→ **Selected excerpt**:
"""

Edmund March Wheelwright (September 14, 1854 – August 15, 1912) was one of New England's most important architects in the late nineteenth and early twentieth centuries, and served as city architect for Boston, Massachusetts from 1891–1895.

Early life and career 
Wheelwright was born in Roxbury, Massachusetts, educated at Roxbury Latin School and graduated from Harvard University in 1876. He studied architecture at the Massachusetts Institute of Technology and later in Europe, after which he worked in the offices of Peabody and Stearns and of firms in New York and Albany.

In 1883 he started a business of his own and afterwards became a member of the firm of Wheelwright & Haven, more recently Wheelwright, Haven & Hoyt.

In June 1887, Wheelwright married Elizabeth Boott Brooks. His son was the poet John Brooks Wheelwright.

In 1893 Wheelwright and R. Clipston Sturgis were chosen by the trustees of the Museum of Fine Arts, Boston to spend a year studying art museums throughout Europe; they later contributed to the ongoing design of the museum's building on Huntington Avenue.

"""

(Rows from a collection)

"""

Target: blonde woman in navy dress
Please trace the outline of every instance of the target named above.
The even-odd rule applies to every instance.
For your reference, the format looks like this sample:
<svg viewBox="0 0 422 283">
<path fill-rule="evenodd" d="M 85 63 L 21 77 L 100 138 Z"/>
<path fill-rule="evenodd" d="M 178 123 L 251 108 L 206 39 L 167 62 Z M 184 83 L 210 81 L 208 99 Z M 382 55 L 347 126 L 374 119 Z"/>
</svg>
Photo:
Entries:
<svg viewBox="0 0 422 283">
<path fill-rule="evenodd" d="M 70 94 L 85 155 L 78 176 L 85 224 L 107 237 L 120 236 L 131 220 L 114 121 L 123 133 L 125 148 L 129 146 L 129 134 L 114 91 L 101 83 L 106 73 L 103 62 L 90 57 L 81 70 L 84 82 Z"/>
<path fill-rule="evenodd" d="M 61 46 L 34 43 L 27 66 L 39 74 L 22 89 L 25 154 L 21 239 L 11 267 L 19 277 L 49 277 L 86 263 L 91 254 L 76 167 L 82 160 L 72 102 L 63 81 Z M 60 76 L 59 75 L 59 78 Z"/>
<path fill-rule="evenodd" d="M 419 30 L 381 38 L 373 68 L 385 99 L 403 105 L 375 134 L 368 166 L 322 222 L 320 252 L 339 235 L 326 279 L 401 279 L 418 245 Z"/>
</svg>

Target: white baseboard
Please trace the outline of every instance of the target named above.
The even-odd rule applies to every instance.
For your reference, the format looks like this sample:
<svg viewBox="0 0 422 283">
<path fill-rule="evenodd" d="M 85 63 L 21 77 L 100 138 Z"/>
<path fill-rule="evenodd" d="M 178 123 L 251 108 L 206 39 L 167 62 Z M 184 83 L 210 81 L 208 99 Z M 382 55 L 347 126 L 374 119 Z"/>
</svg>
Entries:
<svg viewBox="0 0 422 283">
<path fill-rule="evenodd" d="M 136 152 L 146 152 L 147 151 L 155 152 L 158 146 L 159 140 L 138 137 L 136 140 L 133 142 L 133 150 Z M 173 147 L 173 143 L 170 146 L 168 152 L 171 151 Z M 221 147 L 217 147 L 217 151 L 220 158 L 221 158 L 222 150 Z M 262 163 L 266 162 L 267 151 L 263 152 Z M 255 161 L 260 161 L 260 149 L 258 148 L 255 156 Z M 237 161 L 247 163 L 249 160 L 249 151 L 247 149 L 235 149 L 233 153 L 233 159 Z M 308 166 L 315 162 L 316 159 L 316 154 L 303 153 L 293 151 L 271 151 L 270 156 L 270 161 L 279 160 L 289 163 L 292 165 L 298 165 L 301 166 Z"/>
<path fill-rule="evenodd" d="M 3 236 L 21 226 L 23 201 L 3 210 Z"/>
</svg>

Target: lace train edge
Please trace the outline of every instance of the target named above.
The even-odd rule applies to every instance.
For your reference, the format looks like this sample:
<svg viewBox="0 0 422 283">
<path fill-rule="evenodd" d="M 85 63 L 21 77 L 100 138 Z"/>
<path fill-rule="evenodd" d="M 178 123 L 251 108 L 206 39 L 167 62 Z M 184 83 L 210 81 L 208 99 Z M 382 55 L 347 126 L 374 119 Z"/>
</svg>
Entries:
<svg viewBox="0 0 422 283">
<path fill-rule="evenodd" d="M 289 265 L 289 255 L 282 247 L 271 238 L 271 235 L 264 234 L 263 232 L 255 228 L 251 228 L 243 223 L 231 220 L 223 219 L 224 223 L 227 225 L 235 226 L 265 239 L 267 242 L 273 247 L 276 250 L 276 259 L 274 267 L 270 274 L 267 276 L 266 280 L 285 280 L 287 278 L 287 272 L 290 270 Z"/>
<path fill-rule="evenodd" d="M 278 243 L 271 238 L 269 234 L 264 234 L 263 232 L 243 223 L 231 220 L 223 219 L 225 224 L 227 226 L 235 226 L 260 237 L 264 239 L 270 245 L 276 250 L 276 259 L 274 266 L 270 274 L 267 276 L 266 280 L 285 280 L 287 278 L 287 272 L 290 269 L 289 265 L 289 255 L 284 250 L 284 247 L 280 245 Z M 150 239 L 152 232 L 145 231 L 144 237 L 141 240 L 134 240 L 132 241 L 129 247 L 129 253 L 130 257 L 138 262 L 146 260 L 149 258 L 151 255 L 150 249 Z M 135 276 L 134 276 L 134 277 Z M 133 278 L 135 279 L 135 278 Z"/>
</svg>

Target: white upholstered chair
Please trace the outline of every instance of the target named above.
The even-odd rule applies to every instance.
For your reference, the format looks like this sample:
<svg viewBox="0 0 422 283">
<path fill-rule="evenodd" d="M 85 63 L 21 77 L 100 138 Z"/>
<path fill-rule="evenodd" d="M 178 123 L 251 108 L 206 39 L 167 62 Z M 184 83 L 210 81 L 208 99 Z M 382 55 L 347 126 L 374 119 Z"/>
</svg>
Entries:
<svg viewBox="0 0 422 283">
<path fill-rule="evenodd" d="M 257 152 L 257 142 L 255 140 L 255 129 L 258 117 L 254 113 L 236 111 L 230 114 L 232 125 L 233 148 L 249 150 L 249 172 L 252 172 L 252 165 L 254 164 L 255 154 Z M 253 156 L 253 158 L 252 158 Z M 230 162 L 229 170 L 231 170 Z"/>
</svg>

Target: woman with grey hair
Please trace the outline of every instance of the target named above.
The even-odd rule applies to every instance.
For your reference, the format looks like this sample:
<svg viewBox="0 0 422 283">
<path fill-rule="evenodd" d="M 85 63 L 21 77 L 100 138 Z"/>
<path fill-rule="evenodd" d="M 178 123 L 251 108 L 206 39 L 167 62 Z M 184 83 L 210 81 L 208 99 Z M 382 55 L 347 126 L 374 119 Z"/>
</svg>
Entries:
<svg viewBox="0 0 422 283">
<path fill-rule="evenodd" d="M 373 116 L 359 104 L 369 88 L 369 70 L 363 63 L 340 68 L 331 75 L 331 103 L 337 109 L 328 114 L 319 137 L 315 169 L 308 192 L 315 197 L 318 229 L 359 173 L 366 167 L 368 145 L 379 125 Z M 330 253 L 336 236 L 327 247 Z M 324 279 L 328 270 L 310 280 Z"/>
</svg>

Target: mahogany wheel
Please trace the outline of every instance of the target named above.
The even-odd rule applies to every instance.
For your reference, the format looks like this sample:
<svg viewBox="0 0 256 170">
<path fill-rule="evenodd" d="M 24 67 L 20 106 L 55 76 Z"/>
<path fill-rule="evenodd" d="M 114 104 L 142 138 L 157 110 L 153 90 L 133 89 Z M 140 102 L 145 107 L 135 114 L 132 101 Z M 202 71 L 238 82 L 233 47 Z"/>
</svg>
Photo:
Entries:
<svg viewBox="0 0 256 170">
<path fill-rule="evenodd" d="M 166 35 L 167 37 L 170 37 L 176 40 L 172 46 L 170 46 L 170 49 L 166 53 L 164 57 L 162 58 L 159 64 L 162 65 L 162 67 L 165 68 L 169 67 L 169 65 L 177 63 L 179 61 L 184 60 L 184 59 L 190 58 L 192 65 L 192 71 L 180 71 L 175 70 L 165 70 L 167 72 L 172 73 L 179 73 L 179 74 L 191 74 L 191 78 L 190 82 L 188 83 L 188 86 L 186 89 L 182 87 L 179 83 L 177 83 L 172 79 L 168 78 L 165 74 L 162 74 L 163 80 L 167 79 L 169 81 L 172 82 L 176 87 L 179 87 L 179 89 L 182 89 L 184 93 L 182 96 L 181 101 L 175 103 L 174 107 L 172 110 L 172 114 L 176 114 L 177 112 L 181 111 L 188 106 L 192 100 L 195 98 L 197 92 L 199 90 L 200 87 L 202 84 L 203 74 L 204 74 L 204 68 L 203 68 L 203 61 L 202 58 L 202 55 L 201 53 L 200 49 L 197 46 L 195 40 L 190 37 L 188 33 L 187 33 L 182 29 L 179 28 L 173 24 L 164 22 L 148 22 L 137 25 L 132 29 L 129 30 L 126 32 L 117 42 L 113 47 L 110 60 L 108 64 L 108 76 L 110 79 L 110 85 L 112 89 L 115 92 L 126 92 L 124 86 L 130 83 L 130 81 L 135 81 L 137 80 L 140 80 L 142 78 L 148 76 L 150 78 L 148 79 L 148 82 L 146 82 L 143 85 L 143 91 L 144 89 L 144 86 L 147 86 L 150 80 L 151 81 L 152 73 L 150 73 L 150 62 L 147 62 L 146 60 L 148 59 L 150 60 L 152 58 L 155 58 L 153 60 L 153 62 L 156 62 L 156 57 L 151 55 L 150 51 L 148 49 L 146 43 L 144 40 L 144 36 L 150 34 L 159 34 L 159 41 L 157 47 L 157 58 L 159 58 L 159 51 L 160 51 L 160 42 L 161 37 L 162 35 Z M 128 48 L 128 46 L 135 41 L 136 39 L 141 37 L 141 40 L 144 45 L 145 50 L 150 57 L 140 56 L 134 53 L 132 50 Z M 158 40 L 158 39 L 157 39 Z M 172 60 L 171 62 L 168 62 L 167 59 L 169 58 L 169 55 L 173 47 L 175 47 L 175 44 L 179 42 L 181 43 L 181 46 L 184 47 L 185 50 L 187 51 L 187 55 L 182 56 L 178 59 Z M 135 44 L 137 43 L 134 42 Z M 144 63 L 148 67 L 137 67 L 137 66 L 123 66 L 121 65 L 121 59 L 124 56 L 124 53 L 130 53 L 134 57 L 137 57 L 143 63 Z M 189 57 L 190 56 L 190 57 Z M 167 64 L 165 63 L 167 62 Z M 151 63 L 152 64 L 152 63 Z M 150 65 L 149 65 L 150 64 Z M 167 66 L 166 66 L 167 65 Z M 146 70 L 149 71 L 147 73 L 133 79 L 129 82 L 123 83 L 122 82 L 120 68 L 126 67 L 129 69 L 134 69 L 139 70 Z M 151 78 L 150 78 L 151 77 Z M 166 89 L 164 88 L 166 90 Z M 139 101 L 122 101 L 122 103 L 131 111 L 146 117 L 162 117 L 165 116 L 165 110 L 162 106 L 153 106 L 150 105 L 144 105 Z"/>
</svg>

"""

→ **What this task involves**:
Output the passage from the Wheelwright biography verbatim, starting with "In 1883 he started" and going on through "on Huntington Avenue.".

→ **Solution to this task**:
In 1883 he started a business of his own and afterwards became a member of the firm of Wheelwright & Haven, more recently Wheelwright, Haven & Hoyt.

In June 1887, Wheelwright married Elizabeth Boott Brooks. His son was the poet John Brooks Wheelwright.

In 1893 Wheelwright and R. Clipston Sturgis were chosen by the trustees of the Museum of Fine Arts, Boston to spend a year studying art museums throughout Europe; they later contributed to the ongoing design of the museum's building on Huntington Avenue.